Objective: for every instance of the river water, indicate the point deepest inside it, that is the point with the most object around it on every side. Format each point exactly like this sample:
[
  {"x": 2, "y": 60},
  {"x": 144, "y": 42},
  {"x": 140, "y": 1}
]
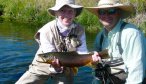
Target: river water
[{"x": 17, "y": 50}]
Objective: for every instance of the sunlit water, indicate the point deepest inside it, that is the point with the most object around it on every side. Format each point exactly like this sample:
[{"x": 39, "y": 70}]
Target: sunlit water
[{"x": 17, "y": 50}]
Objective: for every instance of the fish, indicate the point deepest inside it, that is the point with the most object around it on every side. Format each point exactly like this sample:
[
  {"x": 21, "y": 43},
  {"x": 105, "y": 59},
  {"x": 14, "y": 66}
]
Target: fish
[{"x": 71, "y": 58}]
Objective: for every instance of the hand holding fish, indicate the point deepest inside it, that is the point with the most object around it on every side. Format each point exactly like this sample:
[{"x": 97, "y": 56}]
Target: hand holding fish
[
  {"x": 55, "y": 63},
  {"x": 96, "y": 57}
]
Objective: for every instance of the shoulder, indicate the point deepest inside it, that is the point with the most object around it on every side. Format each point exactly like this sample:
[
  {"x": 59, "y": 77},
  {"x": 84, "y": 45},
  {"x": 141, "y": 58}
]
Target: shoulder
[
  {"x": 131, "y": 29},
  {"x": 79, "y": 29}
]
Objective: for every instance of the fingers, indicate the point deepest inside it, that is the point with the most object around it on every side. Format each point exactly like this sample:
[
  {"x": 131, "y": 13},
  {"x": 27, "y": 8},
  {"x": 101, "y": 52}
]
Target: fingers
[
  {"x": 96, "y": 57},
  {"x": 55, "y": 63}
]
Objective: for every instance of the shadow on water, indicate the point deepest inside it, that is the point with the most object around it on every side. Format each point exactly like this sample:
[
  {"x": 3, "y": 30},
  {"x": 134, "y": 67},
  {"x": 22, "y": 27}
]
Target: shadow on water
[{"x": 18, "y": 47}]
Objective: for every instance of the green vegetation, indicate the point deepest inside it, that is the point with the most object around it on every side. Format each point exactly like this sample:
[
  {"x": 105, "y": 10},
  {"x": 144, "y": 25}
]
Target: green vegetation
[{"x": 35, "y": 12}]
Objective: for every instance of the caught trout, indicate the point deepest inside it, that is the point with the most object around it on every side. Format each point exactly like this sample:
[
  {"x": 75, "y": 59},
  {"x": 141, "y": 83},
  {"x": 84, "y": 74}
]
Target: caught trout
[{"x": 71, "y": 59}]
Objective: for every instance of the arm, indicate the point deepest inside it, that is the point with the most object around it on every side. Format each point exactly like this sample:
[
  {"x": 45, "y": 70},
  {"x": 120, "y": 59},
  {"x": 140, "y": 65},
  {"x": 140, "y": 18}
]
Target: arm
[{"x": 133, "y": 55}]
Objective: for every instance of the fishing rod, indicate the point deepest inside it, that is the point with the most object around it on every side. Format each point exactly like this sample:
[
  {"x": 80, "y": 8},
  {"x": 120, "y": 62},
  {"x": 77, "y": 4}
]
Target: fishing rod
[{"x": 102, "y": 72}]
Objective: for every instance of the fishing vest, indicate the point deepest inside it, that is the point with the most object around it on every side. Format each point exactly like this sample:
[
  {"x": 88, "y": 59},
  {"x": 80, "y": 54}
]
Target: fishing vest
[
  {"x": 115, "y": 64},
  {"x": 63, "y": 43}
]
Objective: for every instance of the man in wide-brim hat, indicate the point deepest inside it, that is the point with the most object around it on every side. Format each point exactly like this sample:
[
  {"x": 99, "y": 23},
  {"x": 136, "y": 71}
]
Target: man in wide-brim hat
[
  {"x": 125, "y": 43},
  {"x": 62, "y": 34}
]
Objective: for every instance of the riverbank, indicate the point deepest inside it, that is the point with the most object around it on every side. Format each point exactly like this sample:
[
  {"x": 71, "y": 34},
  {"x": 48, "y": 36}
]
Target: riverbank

+ + +

### What the task requires
An exact transcription of all the entries is required, without the pictures.

### Task solution
Objective: for every instance of the river water, indicate the point deepest inside it, that is the point with the most object around it on every side. Format each point exactly like this sample:
[
  {"x": 2, "y": 60},
  {"x": 144, "y": 42},
  {"x": 140, "y": 1}
]
Target: river water
[{"x": 17, "y": 50}]
Objective: for every instance of the sunlit water, indicate the point deepest inside it, that is the point with the most object around it on every side. Format each point exactly like this sample:
[{"x": 39, "y": 70}]
Target: sunlit water
[{"x": 17, "y": 50}]
Objective: for every instance of the fish, indicate the point deepest inside it, that is the point with the most object around it on every side. Format each point exactly like this sample:
[
  {"x": 21, "y": 43},
  {"x": 105, "y": 59},
  {"x": 14, "y": 66}
]
Target: fish
[{"x": 71, "y": 58}]
Objective: for every instance of the hand holding fish, indicate the point deepest inside it, that is the point with the most object around it on every side. Format each point exactly like this sample:
[{"x": 97, "y": 56}]
Target: hand holding fish
[
  {"x": 55, "y": 63},
  {"x": 96, "y": 57}
]
Objective: for every instance of the shoulder, indicate the point deepest inside it, that is the point with the most object around it on every side. Format each point exactly like this sample:
[
  {"x": 59, "y": 77},
  {"x": 84, "y": 45},
  {"x": 141, "y": 58}
]
Target: shoulder
[
  {"x": 131, "y": 29},
  {"x": 79, "y": 29}
]
Objective: for every instance of the fingers, indicate the point deepest inside it, that is the point with the most object around it on every side. Format each point exactly like this sample:
[
  {"x": 131, "y": 13},
  {"x": 27, "y": 8},
  {"x": 101, "y": 52}
]
Target: fingers
[
  {"x": 96, "y": 57},
  {"x": 55, "y": 63}
]
Objective: for every instance of the shadow on water, indicate the point deepest inside it, that is the point with the most object around it on every side. Format each point exactly like this sample:
[
  {"x": 3, "y": 30},
  {"x": 134, "y": 67},
  {"x": 22, "y": 27}
]
Target: shadow on water
[{"x": 18, "y": 47}]
Objective: for every instance of the green vegetation, indicate the point deepest inside it, that is the point with the most object around it on every side. Format each point exactly like this sample:
[
  {"x": 105, "y": 10},
  {"x": 144, "y": 25}
]
Target: green vegetation
[{"x": 35, "y": 12}]
Objective: for every instance of the caught trout, indicate the point deepest inside it, that is the point with the most object around it on every side. Format each point exactly like this sample:
[
  {"x": 75, "y": 59},
  {"x": 141, "y": 83},
  {"x": 84, "y": 74}
]
Target: caught trout
[{"x": 71, "y": 59}]
Objective: for every instance of the arm, indicate the point deepest inside it, that is the point with the most object around it on every side. Format each point exactly like this sample:
[
  {"x": 45, "y": 70},
  {"x": 120, "y": 59},
  {"x": 140, "y": 65},
  {"x": 140, "y": 18}
]
Target: arm
[{"x": 133, "y": 55}]
Objective: for every instance of the fishing rod, indicate the point deepest inside it, that is the point with the most object around it on every side. Format each point exactly like this sample:
[
  {"x": 80, "y": 8},
  {"x": 120, "y": 62},
  {"x": 77, "y": 4}
]
Target: fishing rod
[{"x": 102, "y": 72}]
Objective: for every instance of the fishing vest, indicate the point deepest inside it, that is the point with the most object around it on every side. Format each point exactly like this sample:
[
  {"x": 88, "y": 59},
  {"x": 80, "y": 54}
]
Target: fishing vest
[
  {"x": 115, "y": 64},
  {"x": 63, "y": 43}
]
Objective: for every instance of the man in wide-brim hat, indicate the point deepest inside it, that is the point with the most object around it on every side. Format each point exactly like this sample:
[
  {"x": 99, "y": 23},
  {"x": 136, "y": 71}
]
Target: man in wide-brim hat
[
  {"x": 125, "y": 43},
  {"x": 62, "y": 34}
]
Objective: for every instance of the riverbank, indicate the point deepest inside it, that is the point with the most object around it on every side. Format each point exactly like this sample:
[
  {"x": 71, "y": 34},
  {"x": 48, "y": 36}
]
Target: riverbank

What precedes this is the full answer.